Problem to solve: Put the lines below into a numbered list, starting with the first line and ending with the line that contains "0,0,162,231". Leave out any blank lines.

"""

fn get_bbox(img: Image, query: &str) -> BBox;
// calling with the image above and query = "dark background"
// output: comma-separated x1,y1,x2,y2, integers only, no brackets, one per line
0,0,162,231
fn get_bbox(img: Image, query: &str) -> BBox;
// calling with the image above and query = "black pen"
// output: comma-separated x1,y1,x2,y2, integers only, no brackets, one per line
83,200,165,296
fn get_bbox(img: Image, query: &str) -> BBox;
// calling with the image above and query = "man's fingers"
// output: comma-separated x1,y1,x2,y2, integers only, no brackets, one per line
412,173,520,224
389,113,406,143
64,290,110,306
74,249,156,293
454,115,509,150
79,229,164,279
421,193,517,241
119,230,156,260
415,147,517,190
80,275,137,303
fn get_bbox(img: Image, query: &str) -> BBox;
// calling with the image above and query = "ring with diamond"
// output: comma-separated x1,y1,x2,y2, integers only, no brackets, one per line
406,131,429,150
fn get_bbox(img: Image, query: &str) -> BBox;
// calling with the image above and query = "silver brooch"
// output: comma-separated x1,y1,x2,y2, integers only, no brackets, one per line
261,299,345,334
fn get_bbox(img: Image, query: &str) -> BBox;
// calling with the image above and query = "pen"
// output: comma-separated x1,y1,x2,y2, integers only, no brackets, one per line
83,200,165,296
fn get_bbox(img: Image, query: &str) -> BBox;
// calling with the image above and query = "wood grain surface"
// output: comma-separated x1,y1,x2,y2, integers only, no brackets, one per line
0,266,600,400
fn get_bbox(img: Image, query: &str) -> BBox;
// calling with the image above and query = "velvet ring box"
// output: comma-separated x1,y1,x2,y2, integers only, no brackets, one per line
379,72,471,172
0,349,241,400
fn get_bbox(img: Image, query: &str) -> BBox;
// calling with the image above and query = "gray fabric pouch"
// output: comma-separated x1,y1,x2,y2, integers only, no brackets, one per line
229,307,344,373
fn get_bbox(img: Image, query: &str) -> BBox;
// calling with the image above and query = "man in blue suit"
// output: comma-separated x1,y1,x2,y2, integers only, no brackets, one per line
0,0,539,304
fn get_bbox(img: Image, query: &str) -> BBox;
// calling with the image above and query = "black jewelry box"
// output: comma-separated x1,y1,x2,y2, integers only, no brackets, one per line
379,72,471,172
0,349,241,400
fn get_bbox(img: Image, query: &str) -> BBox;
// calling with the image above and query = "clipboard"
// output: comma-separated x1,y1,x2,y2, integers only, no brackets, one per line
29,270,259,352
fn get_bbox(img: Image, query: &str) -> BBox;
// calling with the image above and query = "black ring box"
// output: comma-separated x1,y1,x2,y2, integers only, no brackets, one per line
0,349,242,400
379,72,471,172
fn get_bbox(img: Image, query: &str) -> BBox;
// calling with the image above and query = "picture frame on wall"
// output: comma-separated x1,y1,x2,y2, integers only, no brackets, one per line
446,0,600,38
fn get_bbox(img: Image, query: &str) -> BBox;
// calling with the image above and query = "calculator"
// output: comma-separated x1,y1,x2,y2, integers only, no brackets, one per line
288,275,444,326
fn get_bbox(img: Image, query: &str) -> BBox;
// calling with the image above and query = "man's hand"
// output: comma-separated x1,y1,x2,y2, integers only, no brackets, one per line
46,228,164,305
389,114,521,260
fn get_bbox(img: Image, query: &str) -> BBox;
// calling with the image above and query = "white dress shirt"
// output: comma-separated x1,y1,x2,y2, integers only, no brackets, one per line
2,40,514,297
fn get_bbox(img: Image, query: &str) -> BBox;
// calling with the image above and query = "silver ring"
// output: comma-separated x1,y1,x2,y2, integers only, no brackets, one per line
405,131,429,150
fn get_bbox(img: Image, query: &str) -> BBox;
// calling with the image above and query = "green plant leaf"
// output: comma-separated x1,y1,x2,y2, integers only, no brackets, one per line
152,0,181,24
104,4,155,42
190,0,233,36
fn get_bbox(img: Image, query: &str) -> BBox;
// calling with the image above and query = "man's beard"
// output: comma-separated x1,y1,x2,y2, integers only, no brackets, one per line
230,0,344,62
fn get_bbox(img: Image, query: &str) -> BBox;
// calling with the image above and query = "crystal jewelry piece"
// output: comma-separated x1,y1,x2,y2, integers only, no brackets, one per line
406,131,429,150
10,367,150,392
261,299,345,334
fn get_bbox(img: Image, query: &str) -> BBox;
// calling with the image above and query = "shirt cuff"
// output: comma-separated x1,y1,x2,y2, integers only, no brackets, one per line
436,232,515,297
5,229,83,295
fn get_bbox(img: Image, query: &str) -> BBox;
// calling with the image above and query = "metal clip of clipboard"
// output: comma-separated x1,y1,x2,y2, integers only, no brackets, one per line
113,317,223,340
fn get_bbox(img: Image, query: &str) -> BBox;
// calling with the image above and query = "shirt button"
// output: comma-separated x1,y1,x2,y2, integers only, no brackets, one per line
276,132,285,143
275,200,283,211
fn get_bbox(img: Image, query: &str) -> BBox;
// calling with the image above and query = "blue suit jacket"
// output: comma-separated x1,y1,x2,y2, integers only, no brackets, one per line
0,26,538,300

"""

Task solution:
1. fn get_bbox(img: Image, query: &str) -> BBox;
2. // calling with the image above and query = "dark background"
3. // output: comma-separated x1,y1,x2,y2, integers only, no brackets, one per line
4. 0,0,162,231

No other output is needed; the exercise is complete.